> **EXERCISE**:
Restate all of the data exactly.

[Data items]
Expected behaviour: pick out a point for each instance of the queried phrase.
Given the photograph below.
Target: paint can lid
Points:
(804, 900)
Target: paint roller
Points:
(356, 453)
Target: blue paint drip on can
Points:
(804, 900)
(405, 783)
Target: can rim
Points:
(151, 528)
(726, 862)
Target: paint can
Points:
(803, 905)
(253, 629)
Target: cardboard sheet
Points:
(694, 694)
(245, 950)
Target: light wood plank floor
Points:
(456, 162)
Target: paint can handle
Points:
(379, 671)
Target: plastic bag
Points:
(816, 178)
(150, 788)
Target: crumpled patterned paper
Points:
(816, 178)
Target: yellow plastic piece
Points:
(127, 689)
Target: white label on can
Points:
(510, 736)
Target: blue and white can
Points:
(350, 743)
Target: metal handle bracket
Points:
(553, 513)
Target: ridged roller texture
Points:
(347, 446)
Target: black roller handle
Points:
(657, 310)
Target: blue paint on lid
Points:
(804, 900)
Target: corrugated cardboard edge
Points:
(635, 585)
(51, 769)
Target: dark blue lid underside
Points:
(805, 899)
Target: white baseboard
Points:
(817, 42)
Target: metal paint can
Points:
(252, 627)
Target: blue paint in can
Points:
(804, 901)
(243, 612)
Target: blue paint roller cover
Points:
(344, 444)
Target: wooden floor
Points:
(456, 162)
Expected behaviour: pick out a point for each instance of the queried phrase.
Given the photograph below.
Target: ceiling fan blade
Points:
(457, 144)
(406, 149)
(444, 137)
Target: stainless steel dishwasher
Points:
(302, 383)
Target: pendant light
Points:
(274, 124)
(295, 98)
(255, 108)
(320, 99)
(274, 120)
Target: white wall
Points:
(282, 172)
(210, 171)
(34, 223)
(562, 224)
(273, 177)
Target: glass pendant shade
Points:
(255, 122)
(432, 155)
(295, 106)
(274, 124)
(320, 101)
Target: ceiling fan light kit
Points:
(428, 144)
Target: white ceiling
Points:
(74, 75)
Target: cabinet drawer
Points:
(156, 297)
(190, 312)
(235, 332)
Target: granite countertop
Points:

> **SOLUTION TO THE PROBLEM**:
Expected behaviour: pick out a point for each instance of the queried phrase.
Given the photograph below.
Target: paint can lid
Points:
(804, 900)
Target: paint roller
Points:
(356, 453)
Target: blue paint drip on can
Points:
(804, 900)
(405, 783)
Target: can rim
Points:
(151, 528)
(726, 862)
Target: paint can
Points:
(803, 905)
(253, 629)
Target: cardboard sheet
Points:
(694, 694)
(245, 950)
Target: light wood plank floor
Points:
(456, 162)
Target: paint can handle
Points:
(379, 671)
Target: plastic bag
Points:
(816, 178)
(150, 788)
Target: crumpled patterned paper
Points:
(816, 178)
Target: yellow plastic piece
Points:
(127, 689)
Target: white label on can
Points:
(510, 736)
Target: blue and white can
Points:
(350, 743)
Target: metal handle bracket
Points:
(553, 513)
Target: ridged roller texture
Points:
(347, 446)
Target: black roller handle
Points:
(657, 310)
Target: blue paint on lid
Points:
(804, 900)
Target: corrugated cardboard edge
Points:
(635, 585)
(51, 769)
Target: dark blue lid underside
Points:
(805, 899)
Target: white baseboard
Points:
(817, 42)
Target: metal paint can
Points:
(252, 627)
Target: blue paint in can
Points:
(804, 901)
(243, 612)
Target: blue paint roller cover
Points:
(344, 444)
Target: wooden floor
Points:
(456, 162)
Expected behaviour: pick out a point for each instance of the queried phrase.
Given the photograph below.
Target: ceiling fan blade
Points:
(457, 144)
(406, 149)
(444, 137)
Target: stainless steel dishwasher
Points:
(302, 383)
Target: pendant light
Points:
(274, 124)
(295, 98)
(255, 108)
(320, 99)
(274, 120)
Target: white wall
Points:
(282, 172)
(210, 171)
(34, 223)
(562, 224)
(273, 177)
Target: glass pendant shade
Points:
(255, 122)
(432, 155)
(295, 106)
(274, 124)
(320, 101)
Target: ceiling fan light kit
Points:
(428, 144)
Target: white ceiling
Points:
(74, 75)
Target: cabinet drawer
Points:
(156, 297)
(190, 312)
(235, 332)
Target: granite countertop
Points:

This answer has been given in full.